──────── Given entries

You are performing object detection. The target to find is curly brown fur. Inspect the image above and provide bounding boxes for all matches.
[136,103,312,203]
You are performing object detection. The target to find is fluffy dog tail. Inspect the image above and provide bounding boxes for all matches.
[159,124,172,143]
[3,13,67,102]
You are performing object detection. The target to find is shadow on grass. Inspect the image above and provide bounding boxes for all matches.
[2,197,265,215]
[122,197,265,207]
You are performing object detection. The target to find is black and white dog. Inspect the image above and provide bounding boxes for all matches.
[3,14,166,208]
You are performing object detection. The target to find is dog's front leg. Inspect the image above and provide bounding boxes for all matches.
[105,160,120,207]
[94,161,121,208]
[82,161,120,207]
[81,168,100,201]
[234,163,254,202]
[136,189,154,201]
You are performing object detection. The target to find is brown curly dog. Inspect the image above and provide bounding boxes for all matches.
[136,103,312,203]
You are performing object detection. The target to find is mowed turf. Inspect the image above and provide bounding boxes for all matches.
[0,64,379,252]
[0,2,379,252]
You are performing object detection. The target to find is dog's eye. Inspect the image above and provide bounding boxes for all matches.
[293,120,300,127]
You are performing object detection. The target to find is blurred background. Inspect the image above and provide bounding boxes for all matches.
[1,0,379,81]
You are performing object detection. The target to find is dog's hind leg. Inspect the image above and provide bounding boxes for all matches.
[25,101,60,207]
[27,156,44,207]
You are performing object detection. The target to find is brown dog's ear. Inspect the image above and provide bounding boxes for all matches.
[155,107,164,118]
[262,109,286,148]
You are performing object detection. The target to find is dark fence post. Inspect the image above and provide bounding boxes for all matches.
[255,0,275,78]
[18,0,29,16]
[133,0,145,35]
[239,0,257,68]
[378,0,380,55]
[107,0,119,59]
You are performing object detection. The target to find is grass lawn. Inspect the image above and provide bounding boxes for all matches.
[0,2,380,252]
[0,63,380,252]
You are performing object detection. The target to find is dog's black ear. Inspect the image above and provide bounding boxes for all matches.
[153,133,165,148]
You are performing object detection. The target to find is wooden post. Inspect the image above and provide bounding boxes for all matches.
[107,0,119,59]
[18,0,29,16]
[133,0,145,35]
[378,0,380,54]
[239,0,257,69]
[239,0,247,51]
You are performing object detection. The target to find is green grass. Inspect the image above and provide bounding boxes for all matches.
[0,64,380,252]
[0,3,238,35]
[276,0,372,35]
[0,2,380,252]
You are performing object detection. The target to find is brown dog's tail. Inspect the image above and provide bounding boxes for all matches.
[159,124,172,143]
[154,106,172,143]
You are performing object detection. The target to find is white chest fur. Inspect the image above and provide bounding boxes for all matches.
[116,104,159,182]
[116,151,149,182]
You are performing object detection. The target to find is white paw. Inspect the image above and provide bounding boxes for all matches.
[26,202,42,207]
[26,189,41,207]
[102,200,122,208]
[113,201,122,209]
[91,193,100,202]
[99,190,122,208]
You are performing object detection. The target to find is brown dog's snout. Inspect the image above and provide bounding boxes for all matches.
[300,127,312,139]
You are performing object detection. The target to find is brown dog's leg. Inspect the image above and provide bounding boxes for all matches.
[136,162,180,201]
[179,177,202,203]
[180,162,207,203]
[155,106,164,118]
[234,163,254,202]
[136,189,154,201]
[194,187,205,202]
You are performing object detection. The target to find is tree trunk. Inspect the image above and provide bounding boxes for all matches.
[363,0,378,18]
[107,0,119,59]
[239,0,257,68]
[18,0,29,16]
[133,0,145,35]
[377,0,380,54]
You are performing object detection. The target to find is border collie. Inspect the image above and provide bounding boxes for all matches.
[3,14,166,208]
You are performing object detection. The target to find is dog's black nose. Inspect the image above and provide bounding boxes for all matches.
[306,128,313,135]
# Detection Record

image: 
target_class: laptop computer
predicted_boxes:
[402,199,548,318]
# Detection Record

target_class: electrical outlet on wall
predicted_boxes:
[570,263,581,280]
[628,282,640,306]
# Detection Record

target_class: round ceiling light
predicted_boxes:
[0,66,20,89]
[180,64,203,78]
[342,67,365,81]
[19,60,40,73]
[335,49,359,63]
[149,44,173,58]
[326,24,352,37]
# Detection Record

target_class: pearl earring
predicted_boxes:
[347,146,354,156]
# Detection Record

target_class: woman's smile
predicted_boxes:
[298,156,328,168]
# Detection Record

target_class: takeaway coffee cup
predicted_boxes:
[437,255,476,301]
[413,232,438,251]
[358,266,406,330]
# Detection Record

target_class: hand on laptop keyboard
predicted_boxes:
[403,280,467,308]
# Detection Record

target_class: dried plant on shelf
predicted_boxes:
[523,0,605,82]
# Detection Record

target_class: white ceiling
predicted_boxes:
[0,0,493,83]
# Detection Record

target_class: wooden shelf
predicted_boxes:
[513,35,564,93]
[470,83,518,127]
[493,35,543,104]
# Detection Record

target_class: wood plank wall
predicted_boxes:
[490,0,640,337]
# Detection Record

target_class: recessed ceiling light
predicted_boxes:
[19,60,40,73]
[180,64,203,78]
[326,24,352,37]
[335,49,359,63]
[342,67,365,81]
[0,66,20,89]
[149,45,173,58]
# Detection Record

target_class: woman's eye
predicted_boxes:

────────────────

**What you will do**. Write out every line in the data that holds the string "light".

**Exercise output**.
target_class: round ceiling light
target_class: recessed ceiling light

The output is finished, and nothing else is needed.